WHAT IS REQUIRED
Return the data below exactly, please, but drop the pictures.

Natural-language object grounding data
++++++++++++++++++++
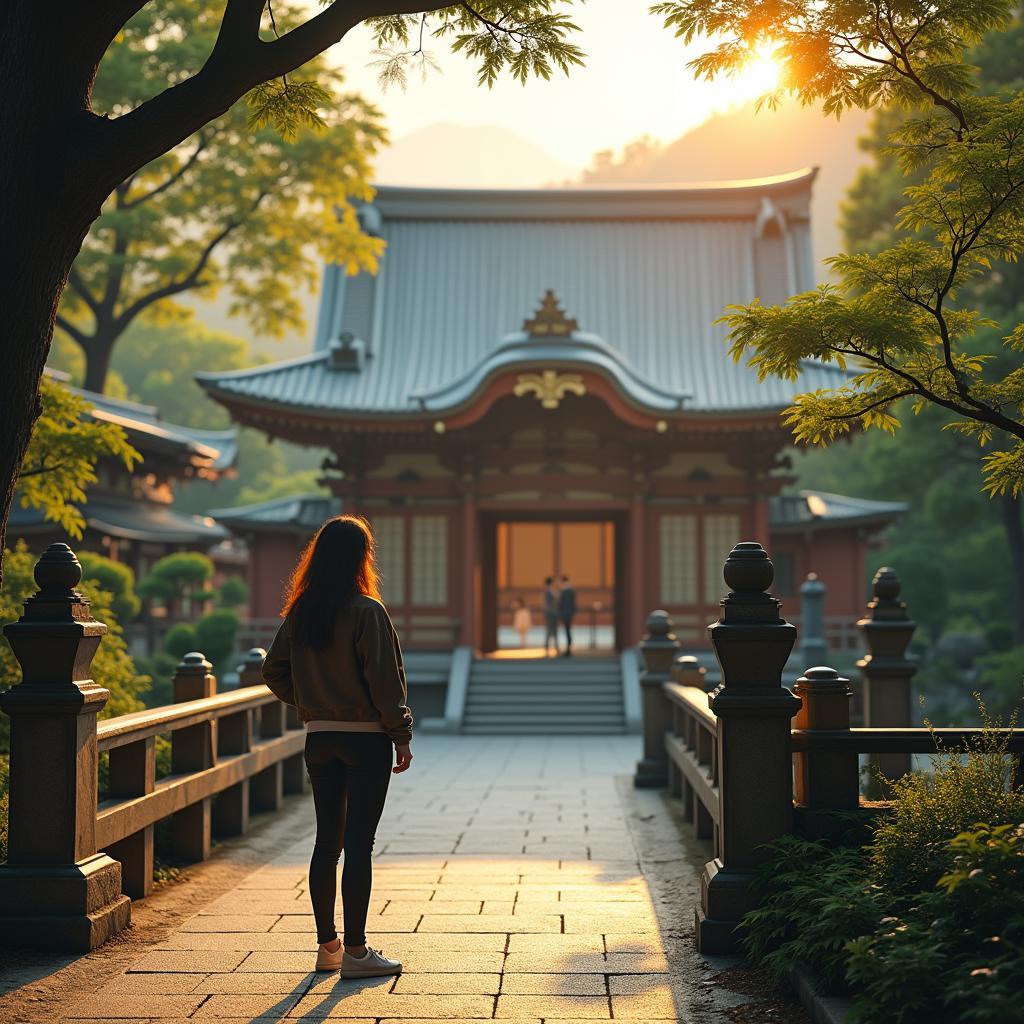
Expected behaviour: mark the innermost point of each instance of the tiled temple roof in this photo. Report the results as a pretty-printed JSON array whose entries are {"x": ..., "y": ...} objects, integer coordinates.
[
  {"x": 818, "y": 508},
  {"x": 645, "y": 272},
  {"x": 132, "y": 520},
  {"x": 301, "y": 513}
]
++++++++++++++++++++
SOLUTION TO THIS TASK
Expected behaviour: mark the innermost point of each instance of the tiled temple roof in this photo. Report the results as a pretty-printed JSON array whose entries are {"x": ..., "y": ...} objects, integer coordinates.
[
  {"x": 818, "y": 508},
  {"x": 645, "y": 272},
  {"x": 132, "y": 520},
  {"x": 301, "y": 513}
]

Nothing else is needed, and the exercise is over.